- Fragmento
270. Y tenía la ciudad un grande y alto muro con doce puertas. Los misterios encerrados en este muro y puertas de esta Ciudad Mística de María Santísima son tan ocultos y grandes, que con dificultad podré yo, mujer ignorante y tarda, reducir a palabras lo que se me ha dado a entender; dirélo como se me concediere, advir­tiendo que en el instante primero de la concepción de María Santí­sima, cuando se le manifestó la Divinidad por aquella visión y modo que arriba dije (Cf. supra n.229 y 237), entonces, a nuestro modo de entender, toda la beatísima Trinidad, como renovando los antiguos decretos de criarla y engrandecerla, hizo un acuerdo y como contrato con esta Señora, pero sin dárselo a conocer por entonces. Pero fue como confiriéndolo entre sí las tres Divinas Personas, y hablando de esta manera:
271. A la dignidad que damos a esta pura criatura de Esposa nuestra y Madre del Verbo que ha de nacer de ella, es consiguiente y debido constituirla Reina y Señora de todo lo criado. Y sobre los dones y riquezas de nuestra Divinidad, que para sí misma la dota­mos y concedemos, es conveniente darle autoridad, para que tenga mano en los tesoros de nuestras misericordias infinitas, para que de ellos pueda distribuir y comunicar a su voluntad las gracias y favores necesarios a los mortales, señaladamente a los que como hijos y devotos suyos la invocaren, y que pueda enriquecer a los po­bres, remediar a los pecadores, engrandecer a los justos y ser uni­versal amparo de todos. Y para que todas las criaturas la reconozcan por su Reina y superiora y depositaría de nuestros bienes infinitos, con facultad de poderlos dispensar, la entregaremos las llaves de nuestro pecho y voluntad, y será en todo la ejecutora de nuestro beneplácito con las criaturas. Darémosle, a más de todo esto, el dominio y potestad sobre el Dragón nuestro enemigo y todos sus aliados los demonios, para que teman su presencia y su nombre y con él se quebranten y desvanezcan sus engaños, y que todos los mortales que se acogieren a esta ciudad de refugio, le hallen cierto y seguro, sin temor de los demonios y de sus falacias.
272. Sin manifestarle al alma de María Santísima todo lo que este decreto o promesa contenía, le mandó el Señor en aquel primer instante que orase con afecto y pidiese por todas las almas y les procurase y solicitase la eterna salud, y en especial por los que a ella se encomendasen en el discurso de su vida. Y la ofreció la Bea­tísima Trinidad que en aquel rectísimo Tribunal nada le sería negado, y que mandase al demonio que le desviase con imperio y virtud de todas las almas, que para todo le asistiría el brazo del Omnipotente. Mas no se le dio a entender la razón por que se le concedía este favor y los demás que en él se encerraban, que era por Madre del Verbo. Pero en decir San Juan que la Ciudad Santa tenía un grande y alto muro, entendió este beneficio que hizo Dios a su Madre, cons­tituyéndola por sagrado refugio, amparo y defensa de todos los hom­bres, para que en ella lo hallasen todo, como en ciudad fuerte y segura muralla contra los enemigos, y como a poderosa Reina y Se­ñora de todo lo criado y despensera de los tesoros del Cielo y de la gracia, acudiesen a ella todos los hijos de Adán. Y dice que era muy alto este muro, porque el poder de María Purísima para vencer al demonio y levantar a las almas a la gracia es tan alto, que es inme­diato al mismo Dios. Tan bien guarnecida como esto y tan defen­dida y segura es para sí esta Ciudad y para los que en ella buscan su protección, que ni podrán conquistar sus muros ni escalar por ellos todas las fuerzas criadas fuera de Dios.

- Datos proporcionados
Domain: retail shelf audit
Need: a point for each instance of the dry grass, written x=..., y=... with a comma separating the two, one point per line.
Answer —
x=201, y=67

...

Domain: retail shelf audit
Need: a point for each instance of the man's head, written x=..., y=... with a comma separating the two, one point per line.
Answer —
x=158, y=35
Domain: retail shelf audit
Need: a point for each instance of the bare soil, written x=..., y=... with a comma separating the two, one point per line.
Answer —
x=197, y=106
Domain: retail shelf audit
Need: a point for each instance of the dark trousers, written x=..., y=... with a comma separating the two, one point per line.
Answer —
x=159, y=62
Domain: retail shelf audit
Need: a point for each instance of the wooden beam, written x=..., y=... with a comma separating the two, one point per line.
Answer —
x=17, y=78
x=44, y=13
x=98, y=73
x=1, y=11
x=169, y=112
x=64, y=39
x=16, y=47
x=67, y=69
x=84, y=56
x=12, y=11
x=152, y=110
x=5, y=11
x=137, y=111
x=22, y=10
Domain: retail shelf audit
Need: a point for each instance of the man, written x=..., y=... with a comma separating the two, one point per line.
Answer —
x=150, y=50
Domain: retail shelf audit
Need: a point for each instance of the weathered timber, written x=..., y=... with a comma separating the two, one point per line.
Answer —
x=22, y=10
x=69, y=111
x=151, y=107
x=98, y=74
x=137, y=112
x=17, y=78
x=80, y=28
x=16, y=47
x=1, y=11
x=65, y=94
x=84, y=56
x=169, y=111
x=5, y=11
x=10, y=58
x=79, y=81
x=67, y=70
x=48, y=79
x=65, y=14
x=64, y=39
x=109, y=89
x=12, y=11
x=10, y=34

- Tarea asignada 1
Según el fragmento, ¿cuántas puertas tenía el muro de la ciudad?
- Tarea asignada 2
Extrae de los registros cada línea que contenga la cadena "comma", respetando mayúsculas y minúsculas.

- Respuesta 1
Doce puertas.

- Respuesta 2
Need: a point for each instance of the dry grass, written x=..., y=... with a comma separating the two, one point per line.
Need: a point for each instance of the man's head, written x=..., y=... with a comma separating the two, one point per line.
Need: a point for each instance of the bare soil, written x=..., y=... with a comma separating the two, one point per line.
Need: a point for each instance of the dark trousers, written x=..., y=... with a comma separating the two, one point per line.
Need: a point for each instance of the wooden beam, written x=..., y=... with a comma separating the two, one point per line.
Need: a point for each instance of the man, written x=..., y=... with a comma separating the two, one point per line.
Need: a point for each instance of the weathered timber, written x=..., y=... with a comma separating the two, one point per line.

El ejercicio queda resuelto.